Convert the material into a two-column CSV with the columns "prompt" and "reply": start at the beginning of the material and stop after the line containing "172 64 L 171". Give one row for each request, with its text and its answer each in a single quoted field, turn line breaks into spaces, and leave out the pictures.

→ **Material excerpted from a collection**
+---+

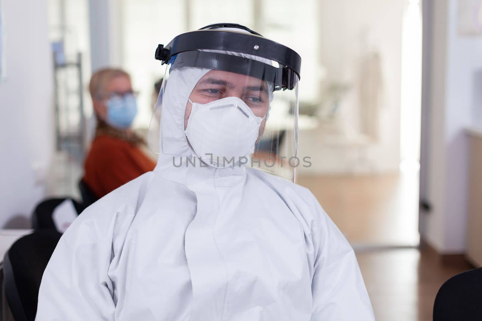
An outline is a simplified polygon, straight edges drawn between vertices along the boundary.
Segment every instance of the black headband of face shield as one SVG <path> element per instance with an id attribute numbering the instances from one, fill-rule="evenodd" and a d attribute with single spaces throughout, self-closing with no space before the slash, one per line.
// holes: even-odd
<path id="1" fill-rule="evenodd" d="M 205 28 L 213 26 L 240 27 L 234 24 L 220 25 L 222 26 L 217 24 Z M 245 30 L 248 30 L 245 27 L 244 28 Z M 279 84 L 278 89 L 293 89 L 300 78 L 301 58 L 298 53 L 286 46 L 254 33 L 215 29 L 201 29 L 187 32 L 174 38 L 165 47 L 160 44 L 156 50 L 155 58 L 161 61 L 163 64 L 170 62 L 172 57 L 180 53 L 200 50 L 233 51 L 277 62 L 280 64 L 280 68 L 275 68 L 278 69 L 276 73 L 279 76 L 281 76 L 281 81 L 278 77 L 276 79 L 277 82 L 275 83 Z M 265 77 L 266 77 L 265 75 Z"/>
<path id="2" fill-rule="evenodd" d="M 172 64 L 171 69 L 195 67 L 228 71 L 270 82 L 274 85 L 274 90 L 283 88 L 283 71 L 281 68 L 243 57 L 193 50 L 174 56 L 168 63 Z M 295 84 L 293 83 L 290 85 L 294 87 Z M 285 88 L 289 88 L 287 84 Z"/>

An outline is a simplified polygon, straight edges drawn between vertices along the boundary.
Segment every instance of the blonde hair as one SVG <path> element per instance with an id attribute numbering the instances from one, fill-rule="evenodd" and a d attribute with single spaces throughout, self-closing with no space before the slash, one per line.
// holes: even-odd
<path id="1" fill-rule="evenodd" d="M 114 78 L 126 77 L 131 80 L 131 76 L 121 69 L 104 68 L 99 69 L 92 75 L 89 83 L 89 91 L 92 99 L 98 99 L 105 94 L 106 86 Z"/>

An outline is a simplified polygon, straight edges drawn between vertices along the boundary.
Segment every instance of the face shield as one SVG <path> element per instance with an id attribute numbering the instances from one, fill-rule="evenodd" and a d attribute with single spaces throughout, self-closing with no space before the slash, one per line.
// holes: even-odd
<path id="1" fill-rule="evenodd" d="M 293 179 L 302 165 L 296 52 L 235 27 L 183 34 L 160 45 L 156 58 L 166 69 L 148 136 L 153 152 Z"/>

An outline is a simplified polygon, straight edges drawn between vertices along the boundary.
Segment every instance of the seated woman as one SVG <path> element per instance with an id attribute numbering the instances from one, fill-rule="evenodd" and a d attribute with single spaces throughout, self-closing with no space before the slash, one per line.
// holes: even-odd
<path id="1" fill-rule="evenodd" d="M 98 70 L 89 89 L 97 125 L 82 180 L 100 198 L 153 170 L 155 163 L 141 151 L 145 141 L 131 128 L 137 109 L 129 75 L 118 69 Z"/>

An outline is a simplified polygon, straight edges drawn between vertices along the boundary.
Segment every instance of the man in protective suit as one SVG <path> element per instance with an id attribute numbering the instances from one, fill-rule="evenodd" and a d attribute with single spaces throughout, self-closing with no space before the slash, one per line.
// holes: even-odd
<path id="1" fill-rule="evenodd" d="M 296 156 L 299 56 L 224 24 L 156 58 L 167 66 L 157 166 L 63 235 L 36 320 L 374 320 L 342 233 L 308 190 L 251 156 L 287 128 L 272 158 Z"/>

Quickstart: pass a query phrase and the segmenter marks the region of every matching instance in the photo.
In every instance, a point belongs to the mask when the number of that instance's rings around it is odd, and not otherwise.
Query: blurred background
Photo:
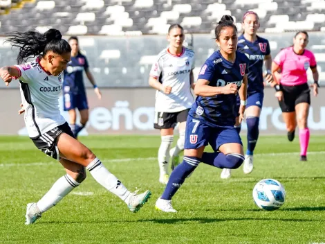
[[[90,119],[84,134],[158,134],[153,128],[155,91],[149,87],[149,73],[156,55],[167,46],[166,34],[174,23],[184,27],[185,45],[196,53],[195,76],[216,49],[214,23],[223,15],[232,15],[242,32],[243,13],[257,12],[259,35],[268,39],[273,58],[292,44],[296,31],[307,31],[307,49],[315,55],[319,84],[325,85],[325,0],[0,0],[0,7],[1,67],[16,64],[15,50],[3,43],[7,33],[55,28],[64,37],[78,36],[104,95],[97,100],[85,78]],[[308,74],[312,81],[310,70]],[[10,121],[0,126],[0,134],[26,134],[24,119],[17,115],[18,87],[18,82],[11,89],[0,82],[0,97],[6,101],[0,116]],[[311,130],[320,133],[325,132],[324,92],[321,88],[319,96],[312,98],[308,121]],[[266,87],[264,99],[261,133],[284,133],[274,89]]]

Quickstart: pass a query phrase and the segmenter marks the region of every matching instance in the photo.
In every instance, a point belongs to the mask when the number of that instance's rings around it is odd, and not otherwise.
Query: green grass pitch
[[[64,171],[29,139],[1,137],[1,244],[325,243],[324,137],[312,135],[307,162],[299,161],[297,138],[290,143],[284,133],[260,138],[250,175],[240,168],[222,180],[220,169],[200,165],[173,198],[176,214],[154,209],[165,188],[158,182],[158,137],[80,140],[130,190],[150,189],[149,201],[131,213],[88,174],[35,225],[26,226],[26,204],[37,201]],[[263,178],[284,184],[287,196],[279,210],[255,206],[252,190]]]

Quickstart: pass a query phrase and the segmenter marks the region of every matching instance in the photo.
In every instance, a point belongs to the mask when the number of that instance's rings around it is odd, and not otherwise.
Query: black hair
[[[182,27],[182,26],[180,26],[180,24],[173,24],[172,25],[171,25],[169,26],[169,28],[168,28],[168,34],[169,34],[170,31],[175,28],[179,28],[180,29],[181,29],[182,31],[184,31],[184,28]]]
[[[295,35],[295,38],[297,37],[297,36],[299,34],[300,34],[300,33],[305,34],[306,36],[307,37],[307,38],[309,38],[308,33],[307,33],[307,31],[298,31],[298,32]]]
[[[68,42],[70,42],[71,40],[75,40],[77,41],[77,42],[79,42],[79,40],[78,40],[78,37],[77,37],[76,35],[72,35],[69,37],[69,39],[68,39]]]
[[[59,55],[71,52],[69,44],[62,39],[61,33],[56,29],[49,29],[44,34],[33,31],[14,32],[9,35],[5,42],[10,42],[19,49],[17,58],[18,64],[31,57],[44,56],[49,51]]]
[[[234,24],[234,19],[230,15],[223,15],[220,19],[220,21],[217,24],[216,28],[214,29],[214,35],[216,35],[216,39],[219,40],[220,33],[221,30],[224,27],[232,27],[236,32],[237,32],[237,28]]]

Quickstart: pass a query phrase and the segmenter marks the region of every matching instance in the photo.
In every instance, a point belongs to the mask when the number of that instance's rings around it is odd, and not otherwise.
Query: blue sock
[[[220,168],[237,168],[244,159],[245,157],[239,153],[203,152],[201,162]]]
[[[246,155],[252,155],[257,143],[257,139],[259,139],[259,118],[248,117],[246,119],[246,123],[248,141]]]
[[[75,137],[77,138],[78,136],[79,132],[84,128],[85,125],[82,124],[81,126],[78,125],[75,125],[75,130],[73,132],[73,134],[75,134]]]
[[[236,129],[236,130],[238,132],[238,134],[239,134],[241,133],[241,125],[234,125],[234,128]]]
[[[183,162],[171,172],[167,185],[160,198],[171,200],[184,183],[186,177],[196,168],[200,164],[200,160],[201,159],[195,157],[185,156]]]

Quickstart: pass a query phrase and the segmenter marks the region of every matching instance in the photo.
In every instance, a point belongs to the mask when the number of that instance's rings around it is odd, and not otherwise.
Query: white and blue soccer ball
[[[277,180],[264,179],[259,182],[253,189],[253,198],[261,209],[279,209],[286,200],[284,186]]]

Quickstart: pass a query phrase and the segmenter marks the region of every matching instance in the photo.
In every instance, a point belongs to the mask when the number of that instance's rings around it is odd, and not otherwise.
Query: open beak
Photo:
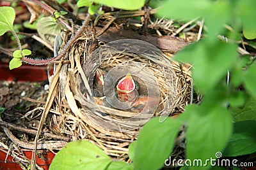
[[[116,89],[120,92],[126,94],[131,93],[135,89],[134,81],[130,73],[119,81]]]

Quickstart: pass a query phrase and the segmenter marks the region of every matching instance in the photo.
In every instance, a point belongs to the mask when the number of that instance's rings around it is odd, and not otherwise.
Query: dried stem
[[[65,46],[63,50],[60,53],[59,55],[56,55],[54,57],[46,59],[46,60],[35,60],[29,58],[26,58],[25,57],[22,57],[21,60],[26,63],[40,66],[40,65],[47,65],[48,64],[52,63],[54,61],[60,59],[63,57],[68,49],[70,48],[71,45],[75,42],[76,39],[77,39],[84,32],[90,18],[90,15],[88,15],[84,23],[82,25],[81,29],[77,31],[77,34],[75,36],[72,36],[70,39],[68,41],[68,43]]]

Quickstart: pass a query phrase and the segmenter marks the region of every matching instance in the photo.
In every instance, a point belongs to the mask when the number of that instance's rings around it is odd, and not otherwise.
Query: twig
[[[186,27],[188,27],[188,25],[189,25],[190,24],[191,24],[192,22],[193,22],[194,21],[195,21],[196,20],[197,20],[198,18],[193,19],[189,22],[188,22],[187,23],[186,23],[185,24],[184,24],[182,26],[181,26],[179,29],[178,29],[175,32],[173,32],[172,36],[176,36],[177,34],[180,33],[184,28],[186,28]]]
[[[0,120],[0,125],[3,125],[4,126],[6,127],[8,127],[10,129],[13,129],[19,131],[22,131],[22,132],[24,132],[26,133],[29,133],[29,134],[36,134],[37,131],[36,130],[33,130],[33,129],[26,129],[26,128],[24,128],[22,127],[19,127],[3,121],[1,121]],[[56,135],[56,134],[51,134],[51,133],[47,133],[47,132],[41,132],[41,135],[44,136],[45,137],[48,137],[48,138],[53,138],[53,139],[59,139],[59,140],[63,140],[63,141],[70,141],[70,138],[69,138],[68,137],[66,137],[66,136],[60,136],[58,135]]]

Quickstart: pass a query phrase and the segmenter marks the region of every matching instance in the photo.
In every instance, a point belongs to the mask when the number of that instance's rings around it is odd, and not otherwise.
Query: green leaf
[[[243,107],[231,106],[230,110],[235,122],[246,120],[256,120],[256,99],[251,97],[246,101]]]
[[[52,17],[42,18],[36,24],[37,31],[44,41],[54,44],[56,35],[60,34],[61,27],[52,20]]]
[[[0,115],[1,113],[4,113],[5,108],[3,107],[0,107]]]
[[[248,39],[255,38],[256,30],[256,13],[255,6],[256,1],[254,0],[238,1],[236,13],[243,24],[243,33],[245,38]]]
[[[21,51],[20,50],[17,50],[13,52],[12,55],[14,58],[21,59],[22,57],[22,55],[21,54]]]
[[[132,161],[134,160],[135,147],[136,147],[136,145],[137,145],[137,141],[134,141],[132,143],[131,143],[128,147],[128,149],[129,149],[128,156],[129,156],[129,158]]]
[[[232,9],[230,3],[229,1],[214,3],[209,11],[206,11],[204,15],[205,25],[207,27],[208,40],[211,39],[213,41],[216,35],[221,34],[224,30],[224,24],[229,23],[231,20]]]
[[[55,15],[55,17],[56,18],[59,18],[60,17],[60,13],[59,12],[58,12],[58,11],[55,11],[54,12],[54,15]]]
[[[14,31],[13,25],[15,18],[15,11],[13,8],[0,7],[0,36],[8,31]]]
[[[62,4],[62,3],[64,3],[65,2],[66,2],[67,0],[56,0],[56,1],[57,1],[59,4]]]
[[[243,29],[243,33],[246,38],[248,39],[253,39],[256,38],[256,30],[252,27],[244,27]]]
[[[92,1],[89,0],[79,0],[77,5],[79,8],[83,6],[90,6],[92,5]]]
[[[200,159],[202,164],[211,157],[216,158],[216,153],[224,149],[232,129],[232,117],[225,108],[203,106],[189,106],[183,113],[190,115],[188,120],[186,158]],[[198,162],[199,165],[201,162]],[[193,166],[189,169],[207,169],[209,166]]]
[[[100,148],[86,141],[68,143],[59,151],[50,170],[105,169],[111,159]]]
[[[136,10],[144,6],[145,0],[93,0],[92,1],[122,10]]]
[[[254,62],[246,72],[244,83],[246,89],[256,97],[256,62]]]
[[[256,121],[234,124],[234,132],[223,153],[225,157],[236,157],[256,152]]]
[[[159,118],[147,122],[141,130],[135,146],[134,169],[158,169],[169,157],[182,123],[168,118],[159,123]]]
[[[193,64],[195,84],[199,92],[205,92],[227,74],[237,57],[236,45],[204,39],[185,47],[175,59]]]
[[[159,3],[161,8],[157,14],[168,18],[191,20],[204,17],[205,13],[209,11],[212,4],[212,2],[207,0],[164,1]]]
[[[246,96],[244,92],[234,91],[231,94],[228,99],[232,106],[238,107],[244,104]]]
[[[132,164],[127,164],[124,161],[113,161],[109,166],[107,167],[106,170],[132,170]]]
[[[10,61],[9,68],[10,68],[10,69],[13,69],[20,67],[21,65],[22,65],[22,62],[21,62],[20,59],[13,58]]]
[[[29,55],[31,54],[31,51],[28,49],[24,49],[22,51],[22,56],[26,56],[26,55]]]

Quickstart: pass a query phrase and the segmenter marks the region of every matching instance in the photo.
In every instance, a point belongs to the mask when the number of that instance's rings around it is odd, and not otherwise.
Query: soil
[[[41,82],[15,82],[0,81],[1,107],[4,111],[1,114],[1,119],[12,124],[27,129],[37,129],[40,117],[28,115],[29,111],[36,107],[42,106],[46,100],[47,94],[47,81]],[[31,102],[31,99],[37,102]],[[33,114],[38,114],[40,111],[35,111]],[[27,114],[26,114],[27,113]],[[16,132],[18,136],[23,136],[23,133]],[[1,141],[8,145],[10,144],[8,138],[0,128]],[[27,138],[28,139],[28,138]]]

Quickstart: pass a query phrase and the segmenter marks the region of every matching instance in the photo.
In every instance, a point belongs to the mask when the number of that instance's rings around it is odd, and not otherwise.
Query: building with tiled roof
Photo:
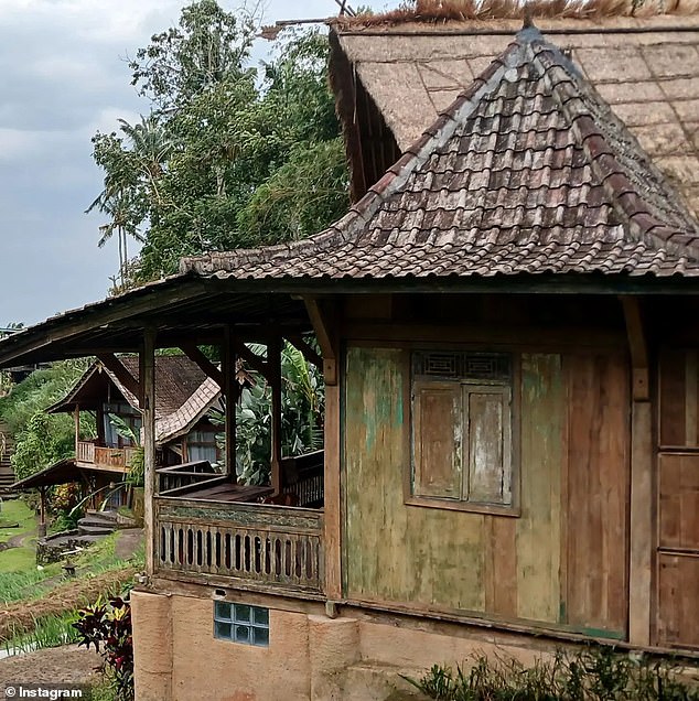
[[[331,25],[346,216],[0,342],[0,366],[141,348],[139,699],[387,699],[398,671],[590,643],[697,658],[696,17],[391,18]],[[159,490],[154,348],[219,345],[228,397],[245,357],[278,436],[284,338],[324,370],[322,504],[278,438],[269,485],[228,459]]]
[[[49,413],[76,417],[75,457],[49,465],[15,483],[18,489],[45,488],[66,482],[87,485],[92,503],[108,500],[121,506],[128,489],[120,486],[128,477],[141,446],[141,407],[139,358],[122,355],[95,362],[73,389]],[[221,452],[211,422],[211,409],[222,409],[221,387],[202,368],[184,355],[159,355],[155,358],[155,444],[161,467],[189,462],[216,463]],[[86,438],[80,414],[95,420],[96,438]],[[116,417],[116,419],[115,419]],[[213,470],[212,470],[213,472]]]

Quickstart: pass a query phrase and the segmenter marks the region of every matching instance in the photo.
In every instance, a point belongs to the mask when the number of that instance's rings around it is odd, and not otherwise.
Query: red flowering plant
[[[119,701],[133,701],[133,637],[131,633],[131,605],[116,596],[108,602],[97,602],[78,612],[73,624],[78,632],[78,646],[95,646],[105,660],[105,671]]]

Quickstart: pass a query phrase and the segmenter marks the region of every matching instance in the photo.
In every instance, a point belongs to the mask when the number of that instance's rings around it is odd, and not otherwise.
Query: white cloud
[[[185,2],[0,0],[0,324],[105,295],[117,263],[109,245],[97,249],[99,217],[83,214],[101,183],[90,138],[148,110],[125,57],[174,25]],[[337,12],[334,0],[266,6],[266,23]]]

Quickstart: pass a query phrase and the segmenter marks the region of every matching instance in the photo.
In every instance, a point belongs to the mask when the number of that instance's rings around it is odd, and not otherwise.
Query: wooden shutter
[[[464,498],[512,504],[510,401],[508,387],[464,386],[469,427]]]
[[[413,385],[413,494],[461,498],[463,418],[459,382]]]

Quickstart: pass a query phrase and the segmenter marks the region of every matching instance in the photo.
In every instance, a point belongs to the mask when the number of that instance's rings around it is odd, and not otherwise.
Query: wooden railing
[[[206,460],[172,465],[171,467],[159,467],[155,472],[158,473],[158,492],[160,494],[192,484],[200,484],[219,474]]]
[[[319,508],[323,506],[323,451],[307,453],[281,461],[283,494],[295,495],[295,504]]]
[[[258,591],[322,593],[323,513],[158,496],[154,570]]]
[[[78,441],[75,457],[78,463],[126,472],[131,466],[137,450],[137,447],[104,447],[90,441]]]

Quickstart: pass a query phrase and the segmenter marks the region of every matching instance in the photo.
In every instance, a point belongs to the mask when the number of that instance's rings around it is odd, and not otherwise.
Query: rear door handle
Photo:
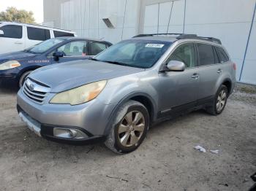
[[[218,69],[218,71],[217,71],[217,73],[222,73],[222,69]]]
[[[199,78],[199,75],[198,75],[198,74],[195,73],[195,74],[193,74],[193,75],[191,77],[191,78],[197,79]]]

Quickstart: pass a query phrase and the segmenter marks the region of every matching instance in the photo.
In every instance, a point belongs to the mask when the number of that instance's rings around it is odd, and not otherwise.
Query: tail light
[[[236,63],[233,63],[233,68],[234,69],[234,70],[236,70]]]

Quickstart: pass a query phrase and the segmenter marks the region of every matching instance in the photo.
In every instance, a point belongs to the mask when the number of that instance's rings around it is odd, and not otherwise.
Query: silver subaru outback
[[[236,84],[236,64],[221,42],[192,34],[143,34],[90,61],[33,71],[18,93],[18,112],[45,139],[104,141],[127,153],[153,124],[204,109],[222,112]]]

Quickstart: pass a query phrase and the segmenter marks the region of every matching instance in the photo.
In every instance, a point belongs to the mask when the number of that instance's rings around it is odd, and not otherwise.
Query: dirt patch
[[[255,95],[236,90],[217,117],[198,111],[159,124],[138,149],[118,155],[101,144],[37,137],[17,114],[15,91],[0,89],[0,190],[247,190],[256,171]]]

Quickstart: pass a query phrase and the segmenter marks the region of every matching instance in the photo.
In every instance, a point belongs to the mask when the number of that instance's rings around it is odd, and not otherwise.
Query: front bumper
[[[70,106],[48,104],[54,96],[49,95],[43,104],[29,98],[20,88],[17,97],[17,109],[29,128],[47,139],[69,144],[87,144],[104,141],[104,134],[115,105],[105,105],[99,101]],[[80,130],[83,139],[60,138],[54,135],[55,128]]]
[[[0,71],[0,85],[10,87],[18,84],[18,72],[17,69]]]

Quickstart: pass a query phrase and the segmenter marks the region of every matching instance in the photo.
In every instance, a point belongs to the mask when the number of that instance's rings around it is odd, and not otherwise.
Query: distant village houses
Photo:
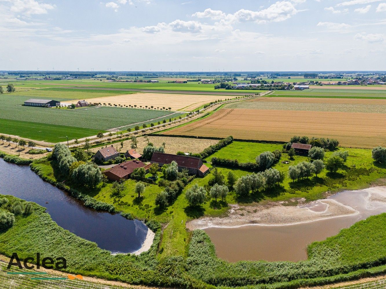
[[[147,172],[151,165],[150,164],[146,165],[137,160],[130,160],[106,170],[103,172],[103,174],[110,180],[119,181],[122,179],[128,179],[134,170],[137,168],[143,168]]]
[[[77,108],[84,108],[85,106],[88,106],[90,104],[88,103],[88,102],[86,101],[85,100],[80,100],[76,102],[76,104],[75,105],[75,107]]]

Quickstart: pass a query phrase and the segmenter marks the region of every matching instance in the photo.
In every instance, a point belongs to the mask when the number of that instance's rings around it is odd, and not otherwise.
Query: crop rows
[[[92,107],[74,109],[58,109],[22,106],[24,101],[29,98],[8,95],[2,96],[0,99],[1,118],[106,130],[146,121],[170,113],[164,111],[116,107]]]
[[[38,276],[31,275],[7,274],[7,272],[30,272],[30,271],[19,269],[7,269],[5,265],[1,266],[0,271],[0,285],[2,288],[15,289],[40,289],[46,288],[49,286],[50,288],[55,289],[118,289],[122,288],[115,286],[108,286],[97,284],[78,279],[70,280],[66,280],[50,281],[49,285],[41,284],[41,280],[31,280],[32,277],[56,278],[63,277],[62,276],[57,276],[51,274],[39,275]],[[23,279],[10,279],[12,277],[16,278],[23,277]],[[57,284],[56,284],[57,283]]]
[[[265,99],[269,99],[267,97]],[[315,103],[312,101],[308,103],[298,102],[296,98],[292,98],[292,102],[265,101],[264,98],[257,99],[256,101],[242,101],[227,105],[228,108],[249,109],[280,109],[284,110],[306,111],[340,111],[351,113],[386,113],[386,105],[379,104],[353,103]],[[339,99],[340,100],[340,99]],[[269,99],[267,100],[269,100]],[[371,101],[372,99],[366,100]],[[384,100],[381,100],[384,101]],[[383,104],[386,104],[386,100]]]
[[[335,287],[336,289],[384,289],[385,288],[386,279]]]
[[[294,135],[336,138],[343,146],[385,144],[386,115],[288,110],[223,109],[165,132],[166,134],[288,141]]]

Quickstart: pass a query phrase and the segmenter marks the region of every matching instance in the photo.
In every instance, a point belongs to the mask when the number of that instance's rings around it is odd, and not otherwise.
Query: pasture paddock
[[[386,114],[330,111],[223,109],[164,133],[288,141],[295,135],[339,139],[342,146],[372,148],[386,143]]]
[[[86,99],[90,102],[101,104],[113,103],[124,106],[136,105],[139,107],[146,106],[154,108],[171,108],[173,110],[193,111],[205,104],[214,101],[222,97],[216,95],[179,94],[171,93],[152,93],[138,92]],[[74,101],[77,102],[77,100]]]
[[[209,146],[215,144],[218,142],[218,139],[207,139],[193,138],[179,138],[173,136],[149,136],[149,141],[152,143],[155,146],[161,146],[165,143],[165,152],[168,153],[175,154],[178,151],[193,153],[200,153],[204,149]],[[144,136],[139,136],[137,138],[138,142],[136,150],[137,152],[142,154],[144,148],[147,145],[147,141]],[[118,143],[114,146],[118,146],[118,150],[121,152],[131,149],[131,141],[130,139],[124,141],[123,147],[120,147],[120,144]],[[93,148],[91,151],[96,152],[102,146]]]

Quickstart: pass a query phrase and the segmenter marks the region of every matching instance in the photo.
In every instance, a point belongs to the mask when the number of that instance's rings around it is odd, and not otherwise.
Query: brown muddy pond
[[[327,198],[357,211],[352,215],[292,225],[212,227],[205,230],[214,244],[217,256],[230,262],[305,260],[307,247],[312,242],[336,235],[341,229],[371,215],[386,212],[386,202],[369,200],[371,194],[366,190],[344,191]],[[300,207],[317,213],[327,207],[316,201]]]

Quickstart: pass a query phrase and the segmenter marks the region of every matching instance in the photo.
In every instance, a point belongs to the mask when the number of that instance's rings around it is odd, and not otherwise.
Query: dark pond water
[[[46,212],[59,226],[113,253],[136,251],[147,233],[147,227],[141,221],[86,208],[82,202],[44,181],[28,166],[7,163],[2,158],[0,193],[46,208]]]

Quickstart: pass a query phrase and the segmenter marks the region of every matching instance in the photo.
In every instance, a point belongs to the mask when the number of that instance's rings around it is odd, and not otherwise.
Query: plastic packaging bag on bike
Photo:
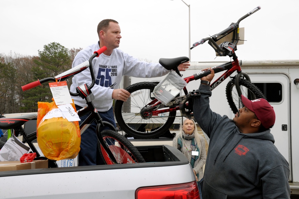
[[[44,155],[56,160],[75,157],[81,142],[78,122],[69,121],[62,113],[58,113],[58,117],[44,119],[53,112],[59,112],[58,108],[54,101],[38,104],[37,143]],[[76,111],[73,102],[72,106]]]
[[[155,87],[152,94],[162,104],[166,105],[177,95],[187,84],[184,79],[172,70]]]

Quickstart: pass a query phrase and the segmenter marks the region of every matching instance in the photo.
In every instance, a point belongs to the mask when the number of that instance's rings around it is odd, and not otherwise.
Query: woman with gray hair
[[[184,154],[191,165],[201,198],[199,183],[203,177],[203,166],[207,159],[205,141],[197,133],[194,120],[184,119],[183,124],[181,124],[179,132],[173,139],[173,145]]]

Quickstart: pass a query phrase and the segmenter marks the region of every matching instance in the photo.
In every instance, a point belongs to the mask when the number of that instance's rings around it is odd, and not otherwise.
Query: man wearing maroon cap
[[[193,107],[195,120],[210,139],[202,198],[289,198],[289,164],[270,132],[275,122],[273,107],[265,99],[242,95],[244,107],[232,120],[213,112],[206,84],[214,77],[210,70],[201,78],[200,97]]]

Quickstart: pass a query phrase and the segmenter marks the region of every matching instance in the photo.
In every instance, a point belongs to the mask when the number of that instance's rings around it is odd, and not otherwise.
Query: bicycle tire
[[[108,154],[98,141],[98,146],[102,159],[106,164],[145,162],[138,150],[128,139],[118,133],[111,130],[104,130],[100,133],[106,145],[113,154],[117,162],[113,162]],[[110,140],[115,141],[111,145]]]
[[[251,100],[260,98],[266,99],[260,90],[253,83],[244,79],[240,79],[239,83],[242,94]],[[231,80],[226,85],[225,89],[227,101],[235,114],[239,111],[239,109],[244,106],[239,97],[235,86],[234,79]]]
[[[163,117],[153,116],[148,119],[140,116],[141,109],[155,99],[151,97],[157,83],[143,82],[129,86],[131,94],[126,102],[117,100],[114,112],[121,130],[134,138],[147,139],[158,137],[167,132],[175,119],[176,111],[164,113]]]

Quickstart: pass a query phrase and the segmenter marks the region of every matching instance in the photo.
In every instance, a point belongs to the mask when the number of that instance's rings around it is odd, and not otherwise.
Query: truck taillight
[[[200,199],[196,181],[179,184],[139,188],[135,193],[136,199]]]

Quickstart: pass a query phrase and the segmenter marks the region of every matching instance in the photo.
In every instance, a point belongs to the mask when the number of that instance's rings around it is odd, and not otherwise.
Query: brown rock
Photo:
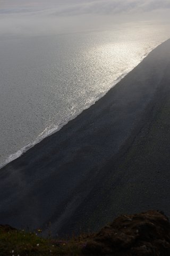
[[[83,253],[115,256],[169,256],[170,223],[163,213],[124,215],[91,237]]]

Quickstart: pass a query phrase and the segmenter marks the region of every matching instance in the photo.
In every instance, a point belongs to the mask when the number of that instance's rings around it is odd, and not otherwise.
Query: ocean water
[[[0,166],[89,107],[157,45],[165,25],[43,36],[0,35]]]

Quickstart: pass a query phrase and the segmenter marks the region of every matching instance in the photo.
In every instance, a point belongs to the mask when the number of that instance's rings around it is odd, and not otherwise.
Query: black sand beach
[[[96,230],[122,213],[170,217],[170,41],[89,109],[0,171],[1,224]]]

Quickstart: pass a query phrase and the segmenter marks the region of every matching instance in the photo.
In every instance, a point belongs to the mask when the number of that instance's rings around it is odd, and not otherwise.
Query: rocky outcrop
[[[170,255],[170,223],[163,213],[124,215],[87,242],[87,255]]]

+---+

→ **RESPONSE TO THIS EXERCISE**
prompt,reply
"An outline is a simplified polygon, straight edges drawn between vertices along the boundary. Segment every instance of the black headband of face shield as one SVG <path> element per instance with an id attribute numbering the instances from one, fill-rule=""evenodd"" and a d attribute with single spaces throughout, self-closing with no space before the slash, one per line. // holes: even-odd","<path id=""1"" fill-rule=""evenodd"" d=""M 205 28 L 213 26 L 240 27 L 234 24 L 220 25 L 222 26 L 217 24 Z M 245 30 L 248 30 L 245 27 L 244 28 Z M 279 84 L 278 89 L 293 89 L 300 78 L 301 58 L 298 53 L 286 46 L 254 33 L 215 29 L 201 29 L 187 32 L 174 38 L 165 47 L 160 44 L 156 50 L 155 58 L 161 61 L 163 64 L 170 62 L 172 57 L 180 53 L 200 50 L 233 51 L 277 62 L 280 64 L 280 68 L 275 68 L 278 69 L 276 73 L 279 76 L 281 76 L 281 81 L 278 77 L 276 79 L 277 82 L 275 83 Z M 265 77 L 266 77 L 265 75 Z""/> <path id=""2"" fill-rule=""evenodd"" d=""M 172 64 L 171 69 L 195 67 L 228 71 L 270 82 L 274 85 L 274 90 L 283 88 L 283 71 L 281 68 L 243 57 L 193 50 L 174 56 L 168 63 Z M 295 84 L 293 83 L 290 85 L 294 87 Z M 285 88 L 289 88 L 287 84 Z""/>"